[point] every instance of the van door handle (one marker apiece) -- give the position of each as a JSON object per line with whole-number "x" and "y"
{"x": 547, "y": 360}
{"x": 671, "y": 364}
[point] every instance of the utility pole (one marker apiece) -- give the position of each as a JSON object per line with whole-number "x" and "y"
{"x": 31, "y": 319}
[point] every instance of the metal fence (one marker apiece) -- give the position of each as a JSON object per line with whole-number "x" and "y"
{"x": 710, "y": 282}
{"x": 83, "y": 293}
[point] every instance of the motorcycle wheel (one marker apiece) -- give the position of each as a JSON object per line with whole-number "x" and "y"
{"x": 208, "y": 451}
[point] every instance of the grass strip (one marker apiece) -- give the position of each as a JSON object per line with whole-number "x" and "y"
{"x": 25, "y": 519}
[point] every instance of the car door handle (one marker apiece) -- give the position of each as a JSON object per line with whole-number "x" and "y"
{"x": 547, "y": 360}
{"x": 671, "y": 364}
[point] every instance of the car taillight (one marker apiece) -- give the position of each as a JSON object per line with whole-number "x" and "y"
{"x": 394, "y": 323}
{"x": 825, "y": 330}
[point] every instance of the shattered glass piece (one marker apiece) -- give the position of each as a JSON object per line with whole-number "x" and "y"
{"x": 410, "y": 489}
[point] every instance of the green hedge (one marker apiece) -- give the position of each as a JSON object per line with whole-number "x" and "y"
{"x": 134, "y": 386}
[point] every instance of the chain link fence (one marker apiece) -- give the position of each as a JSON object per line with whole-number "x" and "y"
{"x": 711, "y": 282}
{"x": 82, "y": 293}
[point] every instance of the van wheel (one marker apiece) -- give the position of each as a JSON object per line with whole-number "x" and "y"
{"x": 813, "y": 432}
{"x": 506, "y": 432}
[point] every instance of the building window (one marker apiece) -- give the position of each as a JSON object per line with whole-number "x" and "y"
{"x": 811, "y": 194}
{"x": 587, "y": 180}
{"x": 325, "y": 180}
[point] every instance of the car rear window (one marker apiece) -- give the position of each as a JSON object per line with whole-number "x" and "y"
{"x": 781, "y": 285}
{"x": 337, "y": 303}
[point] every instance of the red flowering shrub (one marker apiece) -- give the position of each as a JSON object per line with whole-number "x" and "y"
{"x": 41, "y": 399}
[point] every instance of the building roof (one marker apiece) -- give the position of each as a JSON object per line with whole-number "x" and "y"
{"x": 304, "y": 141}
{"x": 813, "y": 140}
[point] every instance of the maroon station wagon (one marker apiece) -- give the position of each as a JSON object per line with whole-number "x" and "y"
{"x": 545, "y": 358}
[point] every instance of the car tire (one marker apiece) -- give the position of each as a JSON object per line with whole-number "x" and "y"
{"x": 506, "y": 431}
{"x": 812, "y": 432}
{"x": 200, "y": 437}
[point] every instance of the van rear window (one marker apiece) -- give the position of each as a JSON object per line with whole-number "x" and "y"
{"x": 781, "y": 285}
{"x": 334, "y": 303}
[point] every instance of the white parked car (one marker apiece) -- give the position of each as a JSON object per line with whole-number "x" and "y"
########
• THE TASK:
Copy down the whole of the data above, matching it exactly.

• PROBLEM SOLUTION:
[point] every instance of the van door handle (one marker apiece) -- give the position of each as a JSON object per line with whole-number "x" and "y"
{"x": 547, "y": 360}
{"x": 671, "y": 364}
[point] every instance of the utility pole (one marker apiece) -- give the position of each as a JSON object per line with whole-number "x" and "y"
{"x": 31, "y": 319}
[point] every instance of the metal fence (one marker apiece) -- give the position of each as a JSON object per line with whole-number "x" and "y"
{"x": 710, "y": 282}
{"x": 83, "y": 293}
[point] every instance of the motorcycle wheel (one marker apiece) -- give the position of each as a JSON object per line with whole-number "x" and "y"
{"x": 208, "y": 451}
[point] every instance of the grass strip (one marker apiece) -- give the position of each as a JSON object per line with whole-number "x" and "y"
{"x": 25, "y": 519}
[point] every instance of the car door handle (one marker apiece) -- give the position of each as a JSON object per line with whole-number "x" and "y"
{"x": 547, "y": 360}
{"x": 671, "y": 364}
[point] every instance of the car taillight (one marker apiece) -- give the position of each as a JSON object per line with whole-number "x" and "y"
{"x": 394, "y": 323}
{"x": 825, "y": 330}
[point] every instance of the shattered glass piece (one marker apiece) -- give the position of each as a JSON object per line with whole-number "x" and "y"
{"x": 410, "y": 489}
[point] every instance of the green hedge (one marker apiece) -- give the position of each as a JSON object per line with whole-number "x" and "y"
{"x": 134, "y": 386}
[point] every instance of the chain link fence (one marker apiece) -- give the position of each as a JSON object per line with whole-number "x" and "y"
{"x": 711, "y": 282}
{"x": 82, "y": 293}
[point] every instance of the van wheel (one marker apiece) -- give the position of each as a JSON object per line with whole-number "x" and "y"
{"x": 813, "y": 432}
{"x": 506, "y": 432}
[point] every instance of the building window (one marker apiece) -- give the position of each as a JSON object per line with whole-number "x" and "y"
{"x": 811, "y": 194}
{"x": 587, "y": 180}
{"x": 325, "y": 180}
[point] every instance of the car rear window (one marker apiece) -- give the position of each as a JSON object per line with whole-number "x" and "y"
{"x": 781, "y": 285}
{"x": 337, "y": 303}
[point] every instance of the red flowering shrub (one marker apiece) -- give the position of each as a JSON object per line with whole-number "x" and "y"
{"x": 41, "y": 399}
[point] every instance of the building roof (one marker apiece) -- give the position of each as a JSON object per line with whole-number "x" and "y"
{"x": 304, "y": 141}
{"x": 813, "y": 140}
[point] every instance of the maroon station wagon (one marker apiece) -- give the position of each as a JSON object per line with whole-number "x" and "y"
{"x": 545, "y": 358}
[point] every instance of the car tire (one marker apiece) -- give the position of each as a JSON object per line with whole-number "x" and "y"
{"x": 506, "y": 431}
{"x": 812, "y": 432}
{"x": 200, "y": 437}
[point] every instance of the van rear window (one marker apiece) -- give the position of each as a JSON object per line with whole-number "x" and "y"
{"x": 781, "y": 285}
{"x": 334, "y": 303}
[point] every instance of the white parked car (one marker apiece) -- give the position of each as a JSON object per line with whole-number "x" and "y"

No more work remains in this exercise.